*Task statement*
Each line of the records is to be copied verbatim.

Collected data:
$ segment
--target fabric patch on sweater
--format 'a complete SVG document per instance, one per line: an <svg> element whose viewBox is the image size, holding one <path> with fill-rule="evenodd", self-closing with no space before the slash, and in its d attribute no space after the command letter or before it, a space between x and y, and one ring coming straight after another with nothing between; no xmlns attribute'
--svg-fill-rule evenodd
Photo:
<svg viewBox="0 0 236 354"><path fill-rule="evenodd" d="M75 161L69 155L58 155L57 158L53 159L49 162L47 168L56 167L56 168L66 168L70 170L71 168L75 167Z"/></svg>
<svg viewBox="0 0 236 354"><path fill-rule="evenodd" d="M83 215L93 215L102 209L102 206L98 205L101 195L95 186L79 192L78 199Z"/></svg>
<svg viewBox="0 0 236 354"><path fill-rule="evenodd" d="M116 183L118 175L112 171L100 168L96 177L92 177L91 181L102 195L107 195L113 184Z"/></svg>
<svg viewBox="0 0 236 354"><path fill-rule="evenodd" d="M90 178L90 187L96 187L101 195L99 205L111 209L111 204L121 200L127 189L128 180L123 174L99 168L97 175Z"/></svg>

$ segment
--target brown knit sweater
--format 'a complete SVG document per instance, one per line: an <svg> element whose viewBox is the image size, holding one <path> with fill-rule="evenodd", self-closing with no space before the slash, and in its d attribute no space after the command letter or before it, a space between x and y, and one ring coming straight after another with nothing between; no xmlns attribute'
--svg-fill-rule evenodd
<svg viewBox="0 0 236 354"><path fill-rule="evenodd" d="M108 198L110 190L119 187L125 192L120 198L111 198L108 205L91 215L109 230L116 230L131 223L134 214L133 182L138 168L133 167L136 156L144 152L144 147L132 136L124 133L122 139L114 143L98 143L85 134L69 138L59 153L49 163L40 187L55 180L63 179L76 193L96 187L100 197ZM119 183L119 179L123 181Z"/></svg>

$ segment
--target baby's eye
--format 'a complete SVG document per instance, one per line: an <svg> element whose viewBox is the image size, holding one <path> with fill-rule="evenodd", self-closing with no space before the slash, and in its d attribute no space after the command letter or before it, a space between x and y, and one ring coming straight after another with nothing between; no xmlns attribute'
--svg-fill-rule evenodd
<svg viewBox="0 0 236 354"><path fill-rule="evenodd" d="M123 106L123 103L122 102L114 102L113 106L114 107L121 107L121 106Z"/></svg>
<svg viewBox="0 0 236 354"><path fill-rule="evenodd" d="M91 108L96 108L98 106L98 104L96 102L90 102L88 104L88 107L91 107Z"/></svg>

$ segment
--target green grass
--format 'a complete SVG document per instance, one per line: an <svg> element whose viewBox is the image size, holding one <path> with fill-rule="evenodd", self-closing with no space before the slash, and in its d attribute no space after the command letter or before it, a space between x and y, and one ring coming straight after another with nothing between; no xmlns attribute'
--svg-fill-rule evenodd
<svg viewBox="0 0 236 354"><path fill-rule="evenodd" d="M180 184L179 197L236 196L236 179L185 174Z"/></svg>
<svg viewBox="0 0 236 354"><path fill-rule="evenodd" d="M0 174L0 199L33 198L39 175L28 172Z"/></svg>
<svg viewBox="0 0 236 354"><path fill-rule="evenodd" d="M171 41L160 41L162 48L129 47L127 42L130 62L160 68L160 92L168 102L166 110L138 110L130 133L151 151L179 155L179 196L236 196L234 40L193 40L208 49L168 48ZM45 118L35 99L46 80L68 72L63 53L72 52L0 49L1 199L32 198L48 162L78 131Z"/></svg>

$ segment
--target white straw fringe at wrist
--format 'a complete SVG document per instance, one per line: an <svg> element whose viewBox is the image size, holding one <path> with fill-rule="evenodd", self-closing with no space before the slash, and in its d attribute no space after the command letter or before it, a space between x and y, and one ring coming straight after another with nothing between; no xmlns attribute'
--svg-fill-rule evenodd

*Result*
$ segment
--target fabric patch on sweater
--format 'a complete SVG document per instance, one per line: an <svg> element whose viewBox is the image size, holding one <path> with fill-rule="evenodd", self-closing with no space before the slash, and in its d attribute no space after the command letter or before it, a space between x and y, and one ring coming straight after another with nothing between; no xmlns attribute'
--svg-fill-rule evenodd
Photo:
<svg viewBox="0 0 236 354"><path fill-rule="evenodd" d="M75 161L69 155L58 155L57 158L53 159L49 162L47 168L56 167L56 168L66 168L70 170L71 168L75 167Z"/></svg>
<svg viewBox="0 0 236 354"><path fill-rule="evenodd" d="M83 215L93 215L102 209L102 206L98 205L101 195L95 186L79 192L78 199Z"/></svg>
<svg viewBox="0 0 236 354"><path fill-rule="evenodd" d="M116 183L118 175L112 171L100 168L96 177L92 177L91 181L102 195L107 195L113 184Z"/></svg>
<svg viewBox="0 0 236 354"><path fill-rule="evenodd" d="M90 178L90 187L96 187L101 195L99 205L111 209L111 204L121 200L127 189L128 180L123 174L99 168L97 175Z"/></svg>

$ segment
--target brown knit sweater
--format 'a complete SVG document per instance, one per line: an <svg> element whose viewBox is the image size, holding one <path> with fill-rule="evenodd", self-closing with no space before the slash, and in its d attribute no space after the command letter or before it, a space between x and y, and one ring coming straight after another with nothing between; no xmlns attribute'
--svg-fill-rule evenodd
<svg viewBox="0 0 236 354"><path fill-rule="evenodd" d="M108 198L110 190L119 187L125 192L120 198L111 198L108 205L91 215L109 230L116 230L131 223L134 214L133 182L138 168L133 167L136 156L144 152L144 147L132 136L124 133L122 139L114 143L98 143L85 134L69 138L59 153L49 163L40 187L55 180L63 179L76 193L96 187L100 197ZM119 183L119 179L123 181Z"/></svg>

$ segment
--target baby's eye
--format 'a complete SVG document per instance, one per line: an <svg> element whose viewBox is the image size, holding one <path> with fill-rule="evenodd", self-closing with no space before the slash, and in its d attribute no space after the command letter or before it, a space between x and y, and one ring coming straight after another with nothing between; no xmlns attribute'
--svg-fill-rule evenodd
<svg viewBox="0 0 236 354"><path fill-rule="evenodd" d="M123 106L123 103L122 102L114 102L113 106L114 107L121 107L121 106Z"/></svg>
<svg viewBox="0 0 236 354"><path fill-rule="evenodd" d="M91 108L96 108L98 106L98 104L96 102L90 102L88 104L88 107L91 107Z"/></svg>

$ segment
--target green grass
--format 'a complete SVG document per instance, one per line: an <svg> element whose viewBox is the image size, holding one <path> with fill-rule="evenodd", self-closing with no space before the slash, and in its d attribute no space after the command letter or before it, a space between x and y, and one ring coming straight after another with nothing between; no xmlns attribute'
--svg-fill-rule evenodd
<svg viewBox="0 0 236 354"><path fill-rule="evenodd" d="M180 184L179 197L236 196L236 179L185 174Z"/></svg>
<svg viewBox="0 0 236 354"><path fill-rule="evenodd" d="M0 174L0 199L33 198L39 175L28 172Z"/></svg>
<svg viewBox="0 0 236 354"><path fill-rule="evenodd" d="M171 41L160 41L162 48L129 47L127 42L130 62L160 68L160 92L168 102L166 110L138 110L130 133L151 151L179 155L179 196L236 196L234 40L193 40L208 49L168 48ZM45 118L35 99L46 80L68 72L63 53L72 52L0 49L1 199L32 198L48 162L78 131Z"/></svg>

$ segment
--target white straw fringe at wrist
--format 'a complete SVG document per instance, one per line: an <svg> element whose viewBox is the image size, holding one <path> with fill-rule="evenodd", self-closing with no space before the slash, and in its d attribute no space after the command letter or before it, a space between x and y, and one ring coming straight after another with nothing between; no xmlns attribute'
--svg-fill-rule evenodd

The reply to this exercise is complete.